**Dostarczone dane**
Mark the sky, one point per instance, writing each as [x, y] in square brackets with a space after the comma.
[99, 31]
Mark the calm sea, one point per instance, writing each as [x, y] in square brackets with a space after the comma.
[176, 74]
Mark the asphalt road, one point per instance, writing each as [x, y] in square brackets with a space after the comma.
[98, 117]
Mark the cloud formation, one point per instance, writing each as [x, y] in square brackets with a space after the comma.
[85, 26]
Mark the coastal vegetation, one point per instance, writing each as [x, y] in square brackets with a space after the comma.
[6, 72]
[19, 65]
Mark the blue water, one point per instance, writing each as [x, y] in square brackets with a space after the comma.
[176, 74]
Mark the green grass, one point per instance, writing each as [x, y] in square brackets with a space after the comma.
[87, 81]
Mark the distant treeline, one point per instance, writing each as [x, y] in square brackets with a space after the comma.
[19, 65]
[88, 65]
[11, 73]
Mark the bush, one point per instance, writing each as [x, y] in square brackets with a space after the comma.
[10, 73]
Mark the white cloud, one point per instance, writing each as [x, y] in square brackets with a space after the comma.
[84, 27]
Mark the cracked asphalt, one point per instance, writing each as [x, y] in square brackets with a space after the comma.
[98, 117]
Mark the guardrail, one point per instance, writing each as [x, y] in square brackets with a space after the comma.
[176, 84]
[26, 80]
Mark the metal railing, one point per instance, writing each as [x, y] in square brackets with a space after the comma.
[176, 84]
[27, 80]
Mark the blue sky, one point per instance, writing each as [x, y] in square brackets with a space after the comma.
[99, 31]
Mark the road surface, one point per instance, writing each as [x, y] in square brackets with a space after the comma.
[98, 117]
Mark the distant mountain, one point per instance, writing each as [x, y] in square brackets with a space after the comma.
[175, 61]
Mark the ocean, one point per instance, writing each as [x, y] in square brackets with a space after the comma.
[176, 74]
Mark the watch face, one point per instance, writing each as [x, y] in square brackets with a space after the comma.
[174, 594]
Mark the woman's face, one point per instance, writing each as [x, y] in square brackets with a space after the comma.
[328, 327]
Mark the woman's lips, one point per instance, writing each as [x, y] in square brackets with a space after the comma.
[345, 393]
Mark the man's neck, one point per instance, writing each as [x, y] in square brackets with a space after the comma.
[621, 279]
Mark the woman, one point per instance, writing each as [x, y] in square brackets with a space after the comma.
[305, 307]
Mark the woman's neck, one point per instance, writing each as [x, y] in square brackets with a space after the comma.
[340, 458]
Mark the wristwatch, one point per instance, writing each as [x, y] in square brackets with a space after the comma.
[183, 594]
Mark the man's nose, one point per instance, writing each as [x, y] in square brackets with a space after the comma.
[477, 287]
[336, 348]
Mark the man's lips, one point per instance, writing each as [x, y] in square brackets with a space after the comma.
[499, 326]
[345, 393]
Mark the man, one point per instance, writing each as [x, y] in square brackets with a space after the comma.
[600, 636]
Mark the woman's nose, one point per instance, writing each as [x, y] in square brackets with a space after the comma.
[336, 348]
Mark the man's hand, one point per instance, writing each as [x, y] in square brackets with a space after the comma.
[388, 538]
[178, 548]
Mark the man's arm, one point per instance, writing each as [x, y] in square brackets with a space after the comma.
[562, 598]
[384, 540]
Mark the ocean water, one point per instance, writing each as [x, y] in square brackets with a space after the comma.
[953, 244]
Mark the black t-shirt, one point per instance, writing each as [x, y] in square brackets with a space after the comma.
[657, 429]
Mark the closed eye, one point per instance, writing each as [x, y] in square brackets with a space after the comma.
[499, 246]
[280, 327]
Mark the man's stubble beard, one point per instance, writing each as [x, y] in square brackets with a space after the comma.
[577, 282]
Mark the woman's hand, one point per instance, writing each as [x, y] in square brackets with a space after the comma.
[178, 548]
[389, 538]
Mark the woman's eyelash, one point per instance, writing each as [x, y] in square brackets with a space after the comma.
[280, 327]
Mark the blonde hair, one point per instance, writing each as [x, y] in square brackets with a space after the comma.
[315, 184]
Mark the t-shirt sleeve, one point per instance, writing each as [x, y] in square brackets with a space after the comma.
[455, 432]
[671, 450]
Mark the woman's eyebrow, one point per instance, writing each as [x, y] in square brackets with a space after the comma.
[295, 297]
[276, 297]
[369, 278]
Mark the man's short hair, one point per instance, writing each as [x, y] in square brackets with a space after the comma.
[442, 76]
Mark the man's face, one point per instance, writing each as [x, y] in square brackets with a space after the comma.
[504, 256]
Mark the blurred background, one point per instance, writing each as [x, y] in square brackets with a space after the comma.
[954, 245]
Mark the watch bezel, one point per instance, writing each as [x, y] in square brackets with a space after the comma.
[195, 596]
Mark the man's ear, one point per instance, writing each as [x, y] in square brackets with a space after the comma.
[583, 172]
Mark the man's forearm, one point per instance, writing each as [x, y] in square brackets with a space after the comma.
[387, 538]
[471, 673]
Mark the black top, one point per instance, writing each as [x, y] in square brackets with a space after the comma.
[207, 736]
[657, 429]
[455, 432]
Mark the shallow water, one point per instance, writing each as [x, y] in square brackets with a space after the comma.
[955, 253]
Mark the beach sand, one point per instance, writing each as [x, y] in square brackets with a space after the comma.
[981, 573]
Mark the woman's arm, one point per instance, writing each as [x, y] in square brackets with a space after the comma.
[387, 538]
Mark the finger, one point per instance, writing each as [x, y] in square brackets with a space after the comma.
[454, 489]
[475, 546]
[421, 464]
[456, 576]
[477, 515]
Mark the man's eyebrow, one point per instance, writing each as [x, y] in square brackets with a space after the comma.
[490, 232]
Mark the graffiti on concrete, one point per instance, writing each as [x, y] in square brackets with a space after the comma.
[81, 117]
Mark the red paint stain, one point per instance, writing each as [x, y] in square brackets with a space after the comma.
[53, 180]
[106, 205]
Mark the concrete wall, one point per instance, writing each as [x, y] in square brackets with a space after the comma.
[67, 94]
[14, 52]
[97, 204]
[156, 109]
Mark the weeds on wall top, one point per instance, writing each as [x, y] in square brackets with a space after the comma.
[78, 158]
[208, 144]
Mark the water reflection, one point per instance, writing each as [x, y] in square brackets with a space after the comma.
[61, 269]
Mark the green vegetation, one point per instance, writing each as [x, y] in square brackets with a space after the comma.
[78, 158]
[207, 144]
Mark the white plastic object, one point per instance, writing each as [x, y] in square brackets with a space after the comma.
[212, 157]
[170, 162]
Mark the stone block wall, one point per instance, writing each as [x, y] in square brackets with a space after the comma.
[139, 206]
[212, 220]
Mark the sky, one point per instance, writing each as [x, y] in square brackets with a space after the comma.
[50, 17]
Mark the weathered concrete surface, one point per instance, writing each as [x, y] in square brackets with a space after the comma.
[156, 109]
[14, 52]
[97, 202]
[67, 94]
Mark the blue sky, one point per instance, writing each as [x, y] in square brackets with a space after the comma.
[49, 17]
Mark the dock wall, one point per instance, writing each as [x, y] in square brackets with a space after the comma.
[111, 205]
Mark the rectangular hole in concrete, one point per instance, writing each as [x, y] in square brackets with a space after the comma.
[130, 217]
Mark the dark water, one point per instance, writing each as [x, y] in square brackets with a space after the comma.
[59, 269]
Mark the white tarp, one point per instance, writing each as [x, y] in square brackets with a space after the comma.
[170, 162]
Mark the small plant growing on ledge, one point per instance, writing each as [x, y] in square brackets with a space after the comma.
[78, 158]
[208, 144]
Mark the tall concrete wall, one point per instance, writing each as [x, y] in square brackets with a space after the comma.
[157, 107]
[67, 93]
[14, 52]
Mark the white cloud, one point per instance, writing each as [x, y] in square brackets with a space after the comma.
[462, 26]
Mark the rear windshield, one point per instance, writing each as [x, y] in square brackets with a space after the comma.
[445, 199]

**Twoje zadanie**
Przekształć w CSV z kolumnami wejscie i wyjscie wiersze od tego, który zawiera „Mark the tall”, aż do ostatniego włącznie. Każdy wiersz z tekstem wraz z przypisaną mu odpowiedzią ma dać jeden rząd, każde pole ujmij w cudzysłów, a podziały wierszy zamień na spacje.

**Pełna odpowiedź**
wejscie,wyjscie
"Mark the tall concrete wall, one point per instance, writing each as [x, y] in square brackets with a space after the comma.","[157, 107] [67, 93] [14, 52]"
"Mark the white cloud, one point per instance, writing each as [x, y] in square brackets with a space after the comma.","[462, 26]"
"Mark the rear windshield, one point per instance, writing each as [x, y] in square brackets with a space after the comma.","[445, 199]"